Pero el riesgo cero no existe, y todos sabíamos que nada de eso sería suficiente si al mismo tiempo no tomábamos medidas contundentes, en el momento mismo en que se conocieran casos de abusos.
Ahí está el asunto clave al que, como gestores, nos enfrentamos, una vez puestos en marcha todos los mecanismos posibles para detectar comportamientos inaceptables, y que se resume en nuestra capacidad de dar respuesta a tres preguntas básicas.
Y esas tres preguntas son: ¿cuándo tuviste conocimiento del caso? ¿cómo actuaste? y ¿qué hiciste para evitar que volviera a suceder?
Tres errores
Es lógico que ahora el índice acusador apunte a Oxfam, y que su sombra planee sobre el resto de organizaciones. No podemos evitar todas las conductas depravadas. Pero, desde la distancia, creo que se cometieron al menos tres errores.

MATERIAL DE ESTUDIO:
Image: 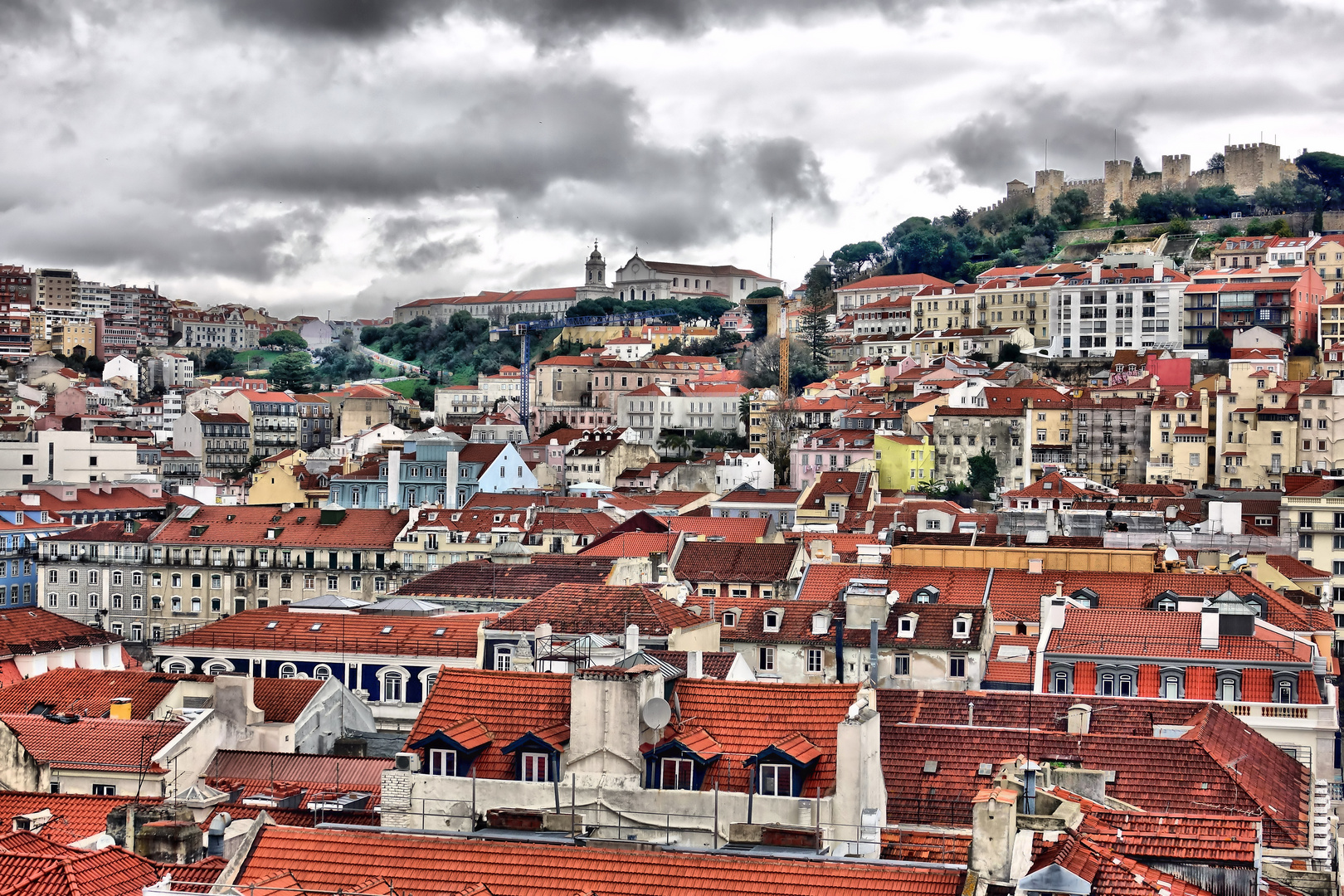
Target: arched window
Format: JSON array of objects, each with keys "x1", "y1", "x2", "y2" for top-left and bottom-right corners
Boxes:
[{"x1": 383, "y1": 672, "x2": 402, "y2": 700}]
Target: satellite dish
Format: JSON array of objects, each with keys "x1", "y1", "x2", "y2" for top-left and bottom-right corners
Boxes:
[{"x1": 640, "y1": 697, "x2": 672, "y2": 731}]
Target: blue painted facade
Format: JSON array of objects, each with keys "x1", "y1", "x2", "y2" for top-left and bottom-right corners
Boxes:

TAREA:
Reproduce palabra por palabra el texto completo sobre los abusos en Oxfam, sin omitir ni cambiar nada.

RESPUESTA:
Pero el riesgo cero no existe, y todos sabíamos que nada de eso sería suficiente si al mismo tiempo no tomábamos medidas contundentes, en el momento mismo en que se conocieran casos de abusos.
Ahí está el asunto clave al que, como gestores, nos enfrentamos, una vez puestos en marcha todos los mecanismos posibles para detectar comportamientos inaceptables, y que se resume en nuestra capacidad de dar respuesta a tres preguntas básicas.
Y esas tres preguntas son: ¿cuándo tuviste conocimiento del caso? ¿cómo actuaste? y ¿qué hiciste para evitar que volviera a suceder?
Tres errores
Es lógico que ahora el índice acusador apunte a Oxfam, y que su sombra planee sobre el resto de organizaciones. No podemos evitar todas las conductas depravadas. Pero, desde la distancia, creo que se cometieron al menos tres errores.